Top of TASK INPUT
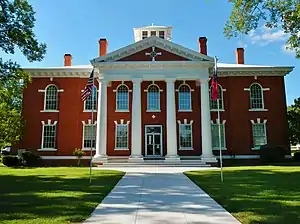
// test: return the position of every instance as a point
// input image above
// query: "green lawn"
(52, 195)
(263, 194)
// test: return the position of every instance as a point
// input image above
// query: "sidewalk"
(149, 196)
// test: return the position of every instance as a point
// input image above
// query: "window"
(153, 33)
(213, 103)
(185, 136)
(144, 34)
(51, 98)
(89, 103)
(121, 136)
(153, 98)
(89, 136)
(215, 136)
(259, 134)
(256, 97)
(162, 34)
(122, 98)
(49, 136)
(184, 98)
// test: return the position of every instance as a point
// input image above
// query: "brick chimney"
(240, 55)
(68, 60)
(103, 47)
(202, 45)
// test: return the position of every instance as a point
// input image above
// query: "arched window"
(122, 98)
(184, 97)
(153, 98)
(91, 102)
(214, 103)
(256, 96)
(51, 98)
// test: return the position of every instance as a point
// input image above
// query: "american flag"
(214, 84)
(88, 88)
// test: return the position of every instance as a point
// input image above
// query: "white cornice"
(150, 42)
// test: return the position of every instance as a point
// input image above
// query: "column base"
(100, 159)
(136, 159)
(172, 159)
(209, 159)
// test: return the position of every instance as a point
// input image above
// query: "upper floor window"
(214, 103)
(162, 34)
(122, 98)
(256, 96)
(91, 102)
(184, 98)
(51, 98)
(144, 34)
(153, 98)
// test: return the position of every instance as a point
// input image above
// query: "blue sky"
(71, 26)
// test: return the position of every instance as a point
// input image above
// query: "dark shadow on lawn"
(262, 192)
(38, 196)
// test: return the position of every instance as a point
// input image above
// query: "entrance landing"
(158, 195)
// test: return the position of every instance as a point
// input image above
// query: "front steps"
(153, 162)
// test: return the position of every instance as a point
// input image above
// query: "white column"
(101, 134)
(136, 123)
(207, 154)
(171, 123)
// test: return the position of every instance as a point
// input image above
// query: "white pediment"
(152, 41)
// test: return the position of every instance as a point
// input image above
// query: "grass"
(52, 195)
(263, 194)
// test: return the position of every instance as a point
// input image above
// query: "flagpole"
(91, 152)
(219, 129)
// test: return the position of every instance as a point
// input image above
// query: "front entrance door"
(153, 140)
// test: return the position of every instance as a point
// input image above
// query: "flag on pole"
(214, 84)
(88, 88)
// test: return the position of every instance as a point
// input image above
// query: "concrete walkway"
(158, 196)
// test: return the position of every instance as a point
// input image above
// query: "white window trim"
(191, 90)
(84, 110)
(83, 125)
(121, 123)
(159, 91)
(262, 97)
(43, 125)
(185, 123)
(116, 91)
(259, 121)
(222, 98)
(44, 91)
(223, 123)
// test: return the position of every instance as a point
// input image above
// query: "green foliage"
(270, 154)
(296, 156)
(10, 160)
(30, 159)
(293, 115)
(247, 15)
(16, 32)
(79, 153)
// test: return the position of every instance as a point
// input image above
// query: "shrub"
(270, 153)
(10, 160)
(297, 156)
(79, 153)
(30, 159)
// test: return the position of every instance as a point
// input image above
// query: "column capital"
(170, 80)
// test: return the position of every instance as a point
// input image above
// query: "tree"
(247, 15)
(16, 32)
(294, 122)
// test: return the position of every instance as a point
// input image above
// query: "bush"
(10, 161)
(270, 153)
(30, 159)
(297, 156)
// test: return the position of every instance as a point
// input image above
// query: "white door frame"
(161, 140)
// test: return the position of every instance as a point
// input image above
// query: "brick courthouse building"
(153, 101)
Bottom of TASK INPUT
• _ACTIVITY_:
Produce an exact copy of each line of data, skipping embedded images.

• _ANSWER SPACE_:
// test: return the position of every instance as a point
// input image above
// query: "green lawn"
(52, 195)
(263, 194)
// test: return the position of every instance as a point
// input image above
// query: "sidewalk"
(149, 196)
// test: return the position of every instance as a point
// input image above
// query: "window"
(153, 33)
(213, 103)
(185, 136)
(144, 34)
(51, 98)
(89, 103)
(121, 136)
(153, 98)
(89, 136)
(215, 136)
(259, 134)
(256, 97)
(162, 34)
(122, 98)
(49, 136)
(184, 98)
// test: return the position of every instance as a point
// input image above
// query: "brick chimney"
(240, 55)
(68, 60)
(103, 47)
(202, 45)
// test: return the position of every instance as a point
// input image above
// query: "arched window"
(122, 98)
(184, 97)
(153, 98)
(91, 102)
(214, 103)
(256, 96)
(51, 98)
// test: return the position of every instance as a point
// input image above
// query: "american flag"
(214, 84)
(88, 88)
// test: return the position of every instance as a point
// input image above
// query: "white cornice"
(150, 42)
// test: return the position of every instance as a point
// input image above
// query: "column base"
(100, 159)
(136, 159)
(172, 159)
(209, 159)
// test: return the position of every instance as a point
// input image above
// query: "upper floor window"
(214, 103)
(162, 34)
(122, 98)
(256, 96)
(91, 102)
(184, 98)
(51, 98)
(144, 34)
(153, 98)
// test: return the position of every instance as a point
// input image above
// query: "blue sky"
(71, 26)
// test: return the position of every instance as a point
// input image above
// query: "dark shadow on lawn"
(262, 192)
(38, 196)
// test: return the position of every instance as a point
// input image above
// query: "entrance landing"
(158, 195)
// test: return the position of every instance as a point
// input image above
// query: "front steps"
(153, 162)
// test: return the position of every instance as a point
// input image above
// query: "white column"
(101, 134)
(136, 123)
(207, 154)
(171, 123)
// test: return the position of every instance as a point
// input image above
// query: "white pediment"
(152, 41)
// test: return the position of every instance as a point
// input image above
// query: "grass"
(52, 195)
(263, 194)
// test: return the position of every instance as a point
// input image above
// query: "flagpole"
(91, 152)
(219, 129)
// test: return the position of every instance as a point
// input image above
// query: "front entrance door"
(153, 140)
// test: return the position of every instance as a point
// input image above
// query: "flag on pole"
(214, 84)
(88, 88)
// test: return the position of every instance as a point
// input image above
// query: "concrete walkway"
(158, 196)
// test: return the position of every instance as a point
// input image above
// query: "white window trim"
(191, 90)
(84, 110)
(83, 125)
(121, 123)
(159, 91)
(262, 97)
(43, 125)
(185, 123)
(116, 91)
(259, 121)
(222, 98)
(44, 91)
(223, 123)
// test: return the position of every instance as a point
// input image above
// query: "green foliage"
(270, 154)
(296, 156)
(10, 160)
(30, 159)
(293, 115)
(247, 15)
(16, 32)
(79, 153)
// test: return the position of every instance as a point
// input image above
// query: "shrub"
(270, 153)
(10, 160)
(297, 156)
(79, 153)
(30, 159)
// test: return the position of every instance as a point
// input image above
// query: "column capital"
(170, 80)
// test: return the position of every instance as a point
// input image above
// query: "tree"
(247, 15)
(16, 32)
(294, 122)
// test: return the position of every instance as a point
// input image above
// query: "bush"
(10, 161)
(270, 153)
(30, 159)
(297, 156)
// test: return the position of every instance as a point
// input image above
// query: "white door frame"
(161, 140)
// test: return the position of every instance as a point
// input image above
// query: "brick courthouse building"
(153, 101)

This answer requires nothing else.